Table 2 Numbers of cancer deaths in 2017 by age group and sex in Europe and in the European Union according to Eurostat [24]

Nevertheless, with the exception of one country (Latvia) contributing less than 0.04% to the annual number of cancer deaths in Europe (< 0.06% in the EU), we were able to assign all countries to one of the following categories based on the extent of food fortification currently employed:

  • ++ Mandatory fortification with adequate amounts covering an adequate range (four or more commonly consumed foods) of products;

  • + Wide-spread voluntary fortification but with insufficient amounts or adequate mandatory fortification of too few products;

  • o Insufficient mandatory fortification plus some voluntary fortification,

  •  − No mandatory fortification but some voluntary fortification of foods;

  •  −− No mandatory fortification and almost no voluntary fortification of foods.

_TASK REQUIREMENTS_
Answer these questions from the passage on food fortification categories:
(a) According to the Table 2 caption, what source supplied the 2017 cancer death numbers?
(b) Which country could not be assigned to any fortification category?
(c) In the "++" category, what counts as an adequate range of products?

_PROVIDED INFORMATION_
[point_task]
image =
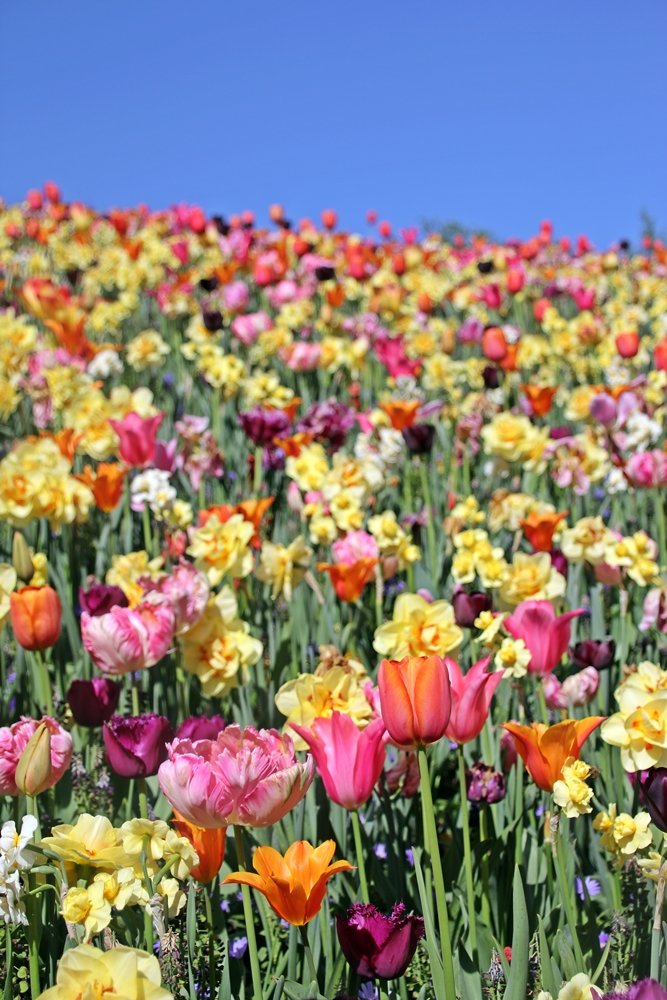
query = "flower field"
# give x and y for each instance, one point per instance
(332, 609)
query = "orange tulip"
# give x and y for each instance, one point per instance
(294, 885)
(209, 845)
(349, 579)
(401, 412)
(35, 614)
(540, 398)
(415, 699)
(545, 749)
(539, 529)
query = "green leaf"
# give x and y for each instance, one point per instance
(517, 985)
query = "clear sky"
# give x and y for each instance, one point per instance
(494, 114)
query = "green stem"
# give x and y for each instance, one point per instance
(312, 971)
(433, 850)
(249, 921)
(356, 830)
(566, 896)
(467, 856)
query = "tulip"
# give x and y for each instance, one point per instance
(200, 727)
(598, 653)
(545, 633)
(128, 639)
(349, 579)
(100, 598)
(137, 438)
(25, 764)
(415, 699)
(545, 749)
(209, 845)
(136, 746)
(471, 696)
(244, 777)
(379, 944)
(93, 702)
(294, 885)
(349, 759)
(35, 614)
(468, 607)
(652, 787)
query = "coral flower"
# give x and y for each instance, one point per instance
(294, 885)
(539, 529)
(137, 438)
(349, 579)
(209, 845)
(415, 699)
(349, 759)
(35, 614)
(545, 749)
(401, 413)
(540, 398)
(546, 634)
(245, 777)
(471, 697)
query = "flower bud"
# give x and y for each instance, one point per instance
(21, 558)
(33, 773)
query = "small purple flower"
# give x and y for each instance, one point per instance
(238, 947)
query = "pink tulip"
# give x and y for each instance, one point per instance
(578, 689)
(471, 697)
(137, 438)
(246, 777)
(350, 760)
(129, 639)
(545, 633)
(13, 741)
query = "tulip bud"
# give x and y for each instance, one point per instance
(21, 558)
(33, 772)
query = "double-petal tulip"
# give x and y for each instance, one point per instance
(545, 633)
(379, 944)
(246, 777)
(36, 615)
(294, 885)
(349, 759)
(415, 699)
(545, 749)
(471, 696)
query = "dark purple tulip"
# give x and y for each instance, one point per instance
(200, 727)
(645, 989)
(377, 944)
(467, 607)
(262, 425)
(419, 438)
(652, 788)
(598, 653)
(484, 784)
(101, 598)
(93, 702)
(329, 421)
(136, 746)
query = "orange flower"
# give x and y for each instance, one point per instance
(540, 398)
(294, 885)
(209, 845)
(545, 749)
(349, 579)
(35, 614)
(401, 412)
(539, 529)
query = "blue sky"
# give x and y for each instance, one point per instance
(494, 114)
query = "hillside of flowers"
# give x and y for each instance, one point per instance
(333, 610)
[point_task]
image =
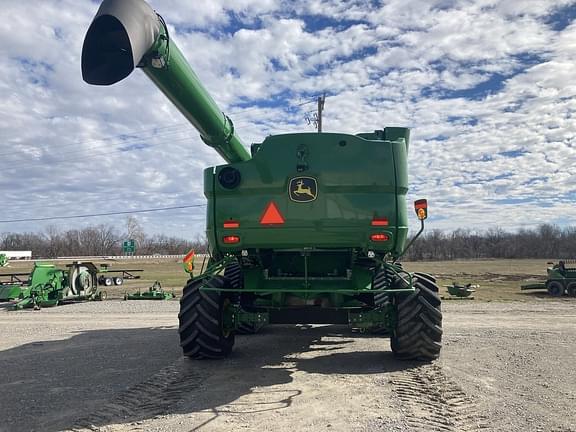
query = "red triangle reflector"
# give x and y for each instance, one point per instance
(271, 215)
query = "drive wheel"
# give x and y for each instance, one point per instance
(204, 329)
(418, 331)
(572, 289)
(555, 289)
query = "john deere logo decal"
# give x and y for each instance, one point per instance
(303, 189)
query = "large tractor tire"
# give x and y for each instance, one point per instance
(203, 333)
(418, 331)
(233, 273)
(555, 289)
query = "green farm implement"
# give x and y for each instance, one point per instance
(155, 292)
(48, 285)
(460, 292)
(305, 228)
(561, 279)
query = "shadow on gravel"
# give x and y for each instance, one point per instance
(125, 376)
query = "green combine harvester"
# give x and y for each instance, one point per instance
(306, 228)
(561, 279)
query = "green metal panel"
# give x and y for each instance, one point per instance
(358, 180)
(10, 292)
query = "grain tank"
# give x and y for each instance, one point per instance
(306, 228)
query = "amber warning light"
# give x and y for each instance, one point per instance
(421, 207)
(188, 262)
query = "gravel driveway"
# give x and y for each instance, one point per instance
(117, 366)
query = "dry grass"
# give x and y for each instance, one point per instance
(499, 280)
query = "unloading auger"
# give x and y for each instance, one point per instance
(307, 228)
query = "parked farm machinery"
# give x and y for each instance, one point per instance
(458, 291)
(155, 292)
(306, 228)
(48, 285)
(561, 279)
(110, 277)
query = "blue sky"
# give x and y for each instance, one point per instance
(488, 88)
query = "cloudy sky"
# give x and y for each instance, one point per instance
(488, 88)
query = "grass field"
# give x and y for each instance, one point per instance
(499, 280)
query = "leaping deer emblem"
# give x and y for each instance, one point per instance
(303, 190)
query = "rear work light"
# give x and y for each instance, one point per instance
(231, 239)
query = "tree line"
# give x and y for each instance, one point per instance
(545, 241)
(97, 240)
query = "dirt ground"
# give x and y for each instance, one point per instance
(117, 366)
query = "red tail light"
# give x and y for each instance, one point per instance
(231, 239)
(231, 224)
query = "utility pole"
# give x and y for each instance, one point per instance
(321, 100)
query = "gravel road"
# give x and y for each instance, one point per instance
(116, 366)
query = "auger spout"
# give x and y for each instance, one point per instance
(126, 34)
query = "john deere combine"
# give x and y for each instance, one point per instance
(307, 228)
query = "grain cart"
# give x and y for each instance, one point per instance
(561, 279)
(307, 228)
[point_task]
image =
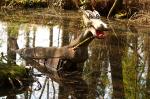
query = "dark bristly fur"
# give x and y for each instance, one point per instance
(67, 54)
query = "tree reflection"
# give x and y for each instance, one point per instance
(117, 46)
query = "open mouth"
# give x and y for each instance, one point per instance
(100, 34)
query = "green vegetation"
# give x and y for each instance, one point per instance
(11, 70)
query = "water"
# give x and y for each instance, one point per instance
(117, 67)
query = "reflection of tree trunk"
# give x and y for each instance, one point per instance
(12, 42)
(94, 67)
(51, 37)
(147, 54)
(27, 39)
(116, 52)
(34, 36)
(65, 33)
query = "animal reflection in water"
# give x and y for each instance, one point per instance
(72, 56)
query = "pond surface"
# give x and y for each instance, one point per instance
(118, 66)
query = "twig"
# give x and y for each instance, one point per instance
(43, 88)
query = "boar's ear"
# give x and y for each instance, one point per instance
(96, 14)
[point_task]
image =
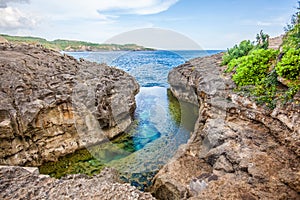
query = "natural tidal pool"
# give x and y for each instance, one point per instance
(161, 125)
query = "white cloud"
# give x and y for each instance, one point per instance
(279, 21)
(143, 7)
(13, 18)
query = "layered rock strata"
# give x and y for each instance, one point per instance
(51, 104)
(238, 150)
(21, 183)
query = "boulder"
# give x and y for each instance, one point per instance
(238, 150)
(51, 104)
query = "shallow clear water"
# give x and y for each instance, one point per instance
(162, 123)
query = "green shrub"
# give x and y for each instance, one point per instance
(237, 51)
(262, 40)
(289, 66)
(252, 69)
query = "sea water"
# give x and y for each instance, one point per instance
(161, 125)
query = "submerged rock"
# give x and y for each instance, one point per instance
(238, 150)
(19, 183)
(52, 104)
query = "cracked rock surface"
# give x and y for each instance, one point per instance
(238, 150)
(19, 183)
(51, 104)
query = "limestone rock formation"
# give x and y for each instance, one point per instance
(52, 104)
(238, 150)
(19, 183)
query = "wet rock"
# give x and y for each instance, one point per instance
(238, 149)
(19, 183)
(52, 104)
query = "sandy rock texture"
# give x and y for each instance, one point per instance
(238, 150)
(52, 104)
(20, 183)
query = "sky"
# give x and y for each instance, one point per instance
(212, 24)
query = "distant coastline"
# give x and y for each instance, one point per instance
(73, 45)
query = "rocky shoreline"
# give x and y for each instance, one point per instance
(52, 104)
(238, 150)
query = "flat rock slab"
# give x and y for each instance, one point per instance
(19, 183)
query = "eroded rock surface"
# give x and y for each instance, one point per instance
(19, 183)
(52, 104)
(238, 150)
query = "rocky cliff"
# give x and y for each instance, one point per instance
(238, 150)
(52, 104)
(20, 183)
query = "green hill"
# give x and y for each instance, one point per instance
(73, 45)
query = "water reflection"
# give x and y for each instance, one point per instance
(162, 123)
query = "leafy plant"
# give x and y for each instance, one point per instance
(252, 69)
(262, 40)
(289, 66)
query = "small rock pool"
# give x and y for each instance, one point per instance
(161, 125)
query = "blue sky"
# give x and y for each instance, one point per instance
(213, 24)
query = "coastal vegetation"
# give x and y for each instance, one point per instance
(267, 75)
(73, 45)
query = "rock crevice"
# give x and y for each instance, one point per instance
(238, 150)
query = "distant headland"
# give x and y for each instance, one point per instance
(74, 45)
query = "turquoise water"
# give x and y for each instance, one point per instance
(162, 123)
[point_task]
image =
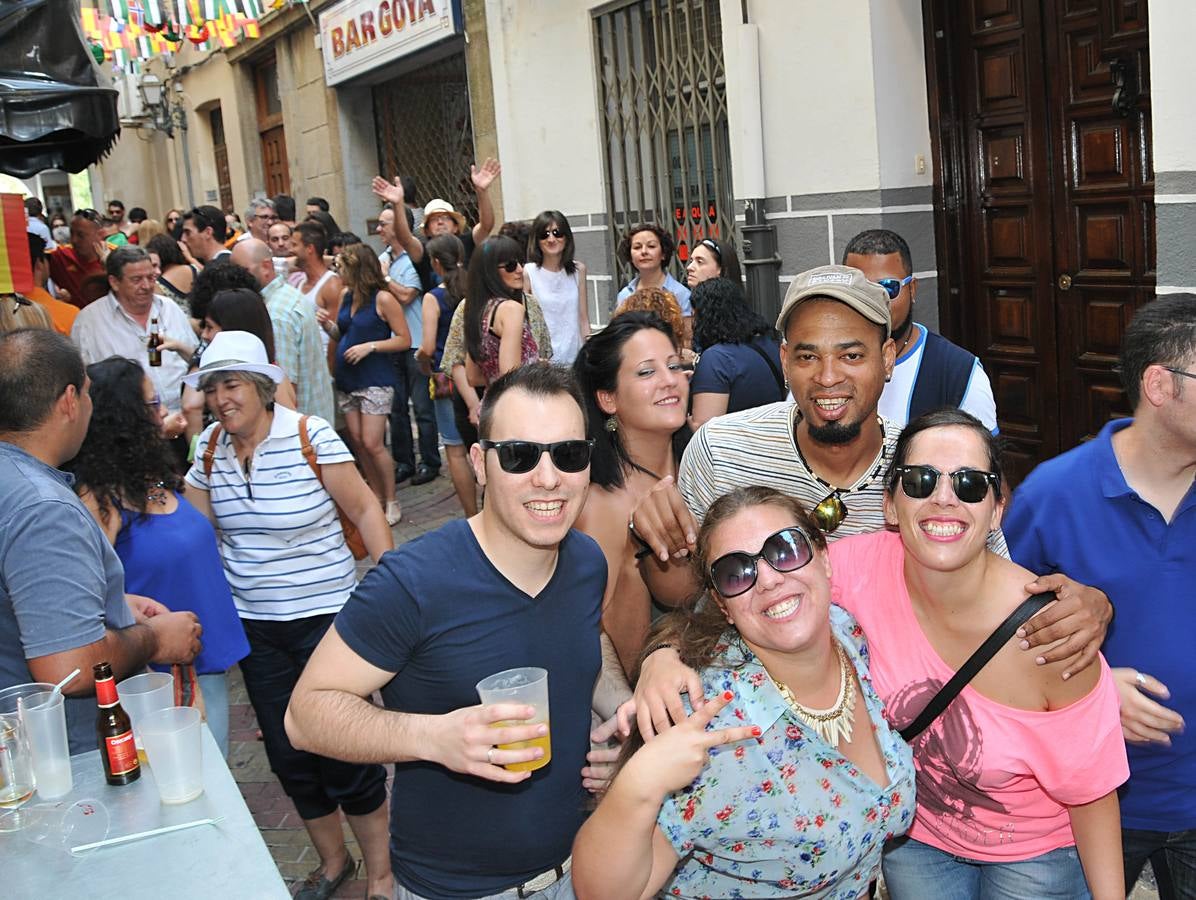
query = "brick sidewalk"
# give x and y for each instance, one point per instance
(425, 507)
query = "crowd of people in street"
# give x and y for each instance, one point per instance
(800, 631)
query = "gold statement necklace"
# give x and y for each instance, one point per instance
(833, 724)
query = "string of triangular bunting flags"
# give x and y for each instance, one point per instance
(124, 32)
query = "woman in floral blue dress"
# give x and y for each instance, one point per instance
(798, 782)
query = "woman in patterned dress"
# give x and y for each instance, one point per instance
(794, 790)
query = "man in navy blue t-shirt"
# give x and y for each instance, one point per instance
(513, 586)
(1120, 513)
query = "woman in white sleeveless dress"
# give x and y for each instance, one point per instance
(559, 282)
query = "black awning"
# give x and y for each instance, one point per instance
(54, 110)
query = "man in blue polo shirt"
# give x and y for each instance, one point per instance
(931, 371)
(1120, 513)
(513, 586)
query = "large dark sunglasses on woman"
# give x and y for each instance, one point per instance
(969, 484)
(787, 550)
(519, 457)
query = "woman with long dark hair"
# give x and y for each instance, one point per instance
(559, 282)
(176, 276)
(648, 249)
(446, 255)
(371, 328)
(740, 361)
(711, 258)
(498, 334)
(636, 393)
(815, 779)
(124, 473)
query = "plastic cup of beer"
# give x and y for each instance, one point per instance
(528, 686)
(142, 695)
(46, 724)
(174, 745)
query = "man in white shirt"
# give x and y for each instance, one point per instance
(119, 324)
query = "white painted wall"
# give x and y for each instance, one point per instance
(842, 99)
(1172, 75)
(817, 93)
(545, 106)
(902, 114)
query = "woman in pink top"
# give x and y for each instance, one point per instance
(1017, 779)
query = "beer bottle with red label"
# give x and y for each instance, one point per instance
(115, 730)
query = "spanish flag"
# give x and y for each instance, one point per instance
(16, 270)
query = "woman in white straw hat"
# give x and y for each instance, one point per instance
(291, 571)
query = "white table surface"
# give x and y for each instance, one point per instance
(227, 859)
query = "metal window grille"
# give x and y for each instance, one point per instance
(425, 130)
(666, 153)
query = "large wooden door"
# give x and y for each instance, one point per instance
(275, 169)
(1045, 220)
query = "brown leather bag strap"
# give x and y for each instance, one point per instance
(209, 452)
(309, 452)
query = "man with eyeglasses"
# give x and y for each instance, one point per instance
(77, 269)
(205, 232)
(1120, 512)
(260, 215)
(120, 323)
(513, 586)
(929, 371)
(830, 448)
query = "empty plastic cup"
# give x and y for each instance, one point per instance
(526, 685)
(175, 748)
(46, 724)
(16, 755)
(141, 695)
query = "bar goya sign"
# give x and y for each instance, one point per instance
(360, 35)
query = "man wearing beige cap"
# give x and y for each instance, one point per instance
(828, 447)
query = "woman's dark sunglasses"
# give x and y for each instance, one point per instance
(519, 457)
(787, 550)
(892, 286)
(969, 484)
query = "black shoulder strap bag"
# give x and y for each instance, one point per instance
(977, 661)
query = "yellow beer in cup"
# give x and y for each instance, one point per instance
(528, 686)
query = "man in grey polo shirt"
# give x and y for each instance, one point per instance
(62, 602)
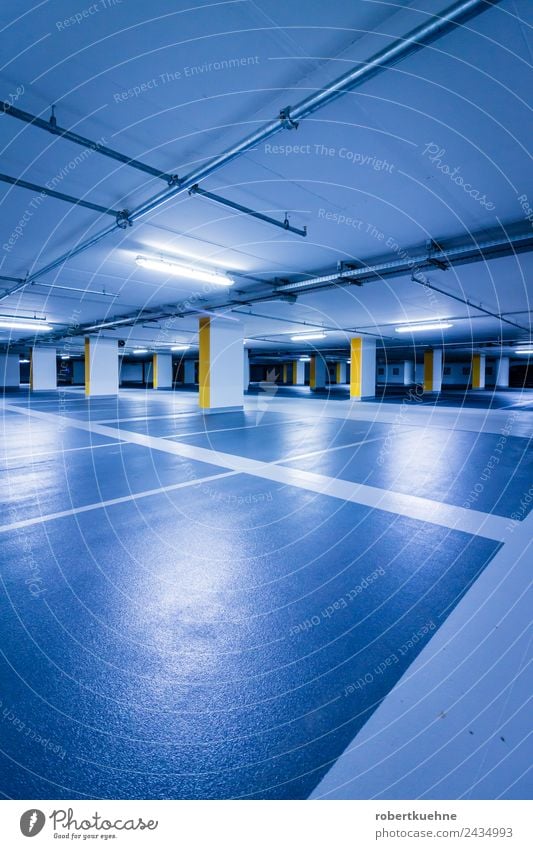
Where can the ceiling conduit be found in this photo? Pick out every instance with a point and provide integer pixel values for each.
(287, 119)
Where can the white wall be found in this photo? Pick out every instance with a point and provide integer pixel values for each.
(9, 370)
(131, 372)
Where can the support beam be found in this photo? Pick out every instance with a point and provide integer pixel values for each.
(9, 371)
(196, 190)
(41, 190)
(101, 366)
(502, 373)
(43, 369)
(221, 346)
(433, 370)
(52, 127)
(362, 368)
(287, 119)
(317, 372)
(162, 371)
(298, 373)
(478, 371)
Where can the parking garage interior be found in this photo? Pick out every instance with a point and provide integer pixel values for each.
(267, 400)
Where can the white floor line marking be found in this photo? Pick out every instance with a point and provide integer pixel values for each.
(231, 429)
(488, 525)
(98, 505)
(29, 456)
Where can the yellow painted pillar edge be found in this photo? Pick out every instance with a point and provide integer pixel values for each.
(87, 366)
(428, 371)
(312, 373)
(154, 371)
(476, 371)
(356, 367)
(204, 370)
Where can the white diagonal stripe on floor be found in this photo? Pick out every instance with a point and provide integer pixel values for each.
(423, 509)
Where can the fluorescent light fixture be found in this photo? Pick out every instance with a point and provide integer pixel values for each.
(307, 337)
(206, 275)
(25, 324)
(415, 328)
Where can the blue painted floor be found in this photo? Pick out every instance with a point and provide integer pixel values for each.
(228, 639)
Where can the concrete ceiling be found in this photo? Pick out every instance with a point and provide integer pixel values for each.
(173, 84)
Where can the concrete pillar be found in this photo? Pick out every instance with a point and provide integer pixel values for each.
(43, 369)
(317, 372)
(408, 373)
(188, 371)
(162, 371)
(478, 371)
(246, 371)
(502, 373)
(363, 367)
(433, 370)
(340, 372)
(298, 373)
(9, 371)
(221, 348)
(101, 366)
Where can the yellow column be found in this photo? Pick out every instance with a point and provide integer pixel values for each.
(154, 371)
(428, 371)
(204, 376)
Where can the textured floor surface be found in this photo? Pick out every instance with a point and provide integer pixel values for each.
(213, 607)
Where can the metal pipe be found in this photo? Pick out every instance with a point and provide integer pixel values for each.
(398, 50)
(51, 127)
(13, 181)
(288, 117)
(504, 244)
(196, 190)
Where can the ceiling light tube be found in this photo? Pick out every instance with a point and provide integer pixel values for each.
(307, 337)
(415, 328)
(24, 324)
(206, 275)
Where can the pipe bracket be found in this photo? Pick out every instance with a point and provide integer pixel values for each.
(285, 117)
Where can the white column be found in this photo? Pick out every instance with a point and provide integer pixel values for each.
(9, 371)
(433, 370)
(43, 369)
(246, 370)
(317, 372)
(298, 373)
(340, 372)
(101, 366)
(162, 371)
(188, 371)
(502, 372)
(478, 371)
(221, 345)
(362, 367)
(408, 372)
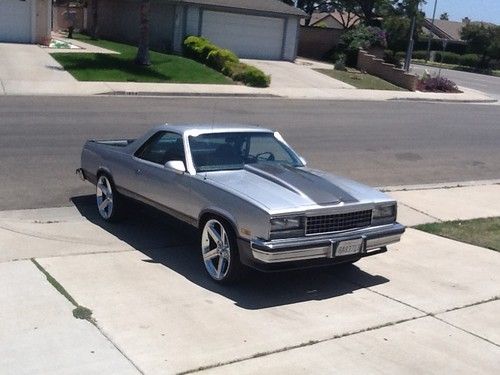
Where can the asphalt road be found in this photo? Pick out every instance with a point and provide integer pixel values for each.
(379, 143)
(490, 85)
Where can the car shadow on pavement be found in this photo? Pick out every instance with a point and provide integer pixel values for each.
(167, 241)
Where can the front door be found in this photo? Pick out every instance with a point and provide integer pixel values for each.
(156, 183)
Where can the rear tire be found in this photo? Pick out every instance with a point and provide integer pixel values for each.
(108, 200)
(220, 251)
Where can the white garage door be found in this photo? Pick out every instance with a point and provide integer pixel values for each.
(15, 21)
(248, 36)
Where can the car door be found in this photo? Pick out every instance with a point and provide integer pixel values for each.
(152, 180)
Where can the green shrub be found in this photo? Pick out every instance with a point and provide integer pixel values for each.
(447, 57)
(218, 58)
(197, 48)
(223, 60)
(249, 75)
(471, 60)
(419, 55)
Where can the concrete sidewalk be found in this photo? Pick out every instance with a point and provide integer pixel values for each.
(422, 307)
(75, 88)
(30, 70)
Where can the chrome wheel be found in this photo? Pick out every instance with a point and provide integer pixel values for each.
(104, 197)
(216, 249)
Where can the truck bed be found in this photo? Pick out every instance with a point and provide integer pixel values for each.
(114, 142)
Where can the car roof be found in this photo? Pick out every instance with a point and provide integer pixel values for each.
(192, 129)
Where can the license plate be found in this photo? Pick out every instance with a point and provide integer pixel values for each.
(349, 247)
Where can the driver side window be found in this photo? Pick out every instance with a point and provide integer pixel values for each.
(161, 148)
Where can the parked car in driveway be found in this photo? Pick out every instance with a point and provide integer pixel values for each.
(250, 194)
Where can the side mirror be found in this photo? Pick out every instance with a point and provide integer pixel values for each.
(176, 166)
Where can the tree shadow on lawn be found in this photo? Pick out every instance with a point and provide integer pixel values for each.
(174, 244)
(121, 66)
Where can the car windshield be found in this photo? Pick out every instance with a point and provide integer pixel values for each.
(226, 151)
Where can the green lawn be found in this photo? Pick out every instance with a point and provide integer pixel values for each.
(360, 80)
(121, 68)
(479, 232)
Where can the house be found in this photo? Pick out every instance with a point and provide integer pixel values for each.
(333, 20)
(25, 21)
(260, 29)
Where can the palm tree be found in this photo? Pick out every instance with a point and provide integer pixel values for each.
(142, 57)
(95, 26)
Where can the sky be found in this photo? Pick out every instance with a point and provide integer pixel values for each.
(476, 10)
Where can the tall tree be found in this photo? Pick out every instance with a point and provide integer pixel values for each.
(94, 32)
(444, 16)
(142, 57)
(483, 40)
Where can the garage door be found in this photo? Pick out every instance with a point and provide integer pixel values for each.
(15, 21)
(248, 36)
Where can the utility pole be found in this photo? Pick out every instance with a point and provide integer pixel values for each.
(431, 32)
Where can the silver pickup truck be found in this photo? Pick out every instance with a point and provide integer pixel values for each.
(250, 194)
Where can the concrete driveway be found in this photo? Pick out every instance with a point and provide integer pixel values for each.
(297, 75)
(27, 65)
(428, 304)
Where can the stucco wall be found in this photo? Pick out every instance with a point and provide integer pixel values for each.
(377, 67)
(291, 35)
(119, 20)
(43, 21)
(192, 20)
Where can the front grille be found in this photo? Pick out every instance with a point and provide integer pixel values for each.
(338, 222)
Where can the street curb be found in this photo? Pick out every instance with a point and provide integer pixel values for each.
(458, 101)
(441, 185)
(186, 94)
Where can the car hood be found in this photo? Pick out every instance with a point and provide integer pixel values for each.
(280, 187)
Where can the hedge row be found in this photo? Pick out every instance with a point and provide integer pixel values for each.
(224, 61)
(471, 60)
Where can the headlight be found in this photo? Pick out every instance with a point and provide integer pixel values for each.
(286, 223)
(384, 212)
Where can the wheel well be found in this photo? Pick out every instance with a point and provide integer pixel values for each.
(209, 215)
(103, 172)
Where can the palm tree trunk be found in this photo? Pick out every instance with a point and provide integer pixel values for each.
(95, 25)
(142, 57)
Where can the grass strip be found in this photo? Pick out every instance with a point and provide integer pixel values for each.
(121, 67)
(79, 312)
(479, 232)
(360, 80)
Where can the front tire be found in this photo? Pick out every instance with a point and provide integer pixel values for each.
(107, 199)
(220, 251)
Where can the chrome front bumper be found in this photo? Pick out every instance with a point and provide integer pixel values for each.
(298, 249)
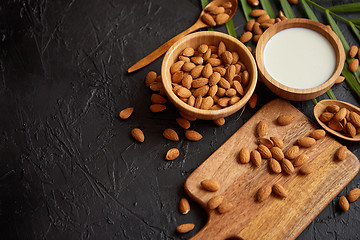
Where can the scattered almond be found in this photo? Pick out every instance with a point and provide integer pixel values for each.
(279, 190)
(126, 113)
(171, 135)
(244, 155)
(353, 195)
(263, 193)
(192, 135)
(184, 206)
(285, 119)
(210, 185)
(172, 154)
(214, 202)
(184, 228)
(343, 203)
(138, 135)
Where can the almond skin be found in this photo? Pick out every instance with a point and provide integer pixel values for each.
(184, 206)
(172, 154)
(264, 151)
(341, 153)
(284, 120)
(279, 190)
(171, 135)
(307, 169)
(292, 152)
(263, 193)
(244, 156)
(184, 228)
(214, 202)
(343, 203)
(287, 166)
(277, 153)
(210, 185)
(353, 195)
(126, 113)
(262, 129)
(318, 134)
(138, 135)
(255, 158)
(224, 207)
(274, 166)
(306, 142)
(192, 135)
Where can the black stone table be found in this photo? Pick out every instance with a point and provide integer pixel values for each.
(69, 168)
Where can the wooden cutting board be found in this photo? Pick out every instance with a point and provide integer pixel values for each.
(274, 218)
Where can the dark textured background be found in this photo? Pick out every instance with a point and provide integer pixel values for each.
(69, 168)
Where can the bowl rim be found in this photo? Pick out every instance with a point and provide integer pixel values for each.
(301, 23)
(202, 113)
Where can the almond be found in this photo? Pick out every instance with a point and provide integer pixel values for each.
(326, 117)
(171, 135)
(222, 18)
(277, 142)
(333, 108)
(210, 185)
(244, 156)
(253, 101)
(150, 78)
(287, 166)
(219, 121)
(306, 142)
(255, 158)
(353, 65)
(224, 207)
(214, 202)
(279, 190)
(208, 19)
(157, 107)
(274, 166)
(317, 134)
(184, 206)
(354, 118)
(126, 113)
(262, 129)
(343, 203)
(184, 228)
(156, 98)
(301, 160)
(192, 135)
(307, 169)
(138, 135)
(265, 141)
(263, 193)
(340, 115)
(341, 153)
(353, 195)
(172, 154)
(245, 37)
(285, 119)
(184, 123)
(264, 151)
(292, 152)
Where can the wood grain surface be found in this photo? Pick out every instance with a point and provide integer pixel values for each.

_EXERCISE RESPONSE_
(a) Eurostat
(b) Latvia
(c) Four or more commonly consumed foods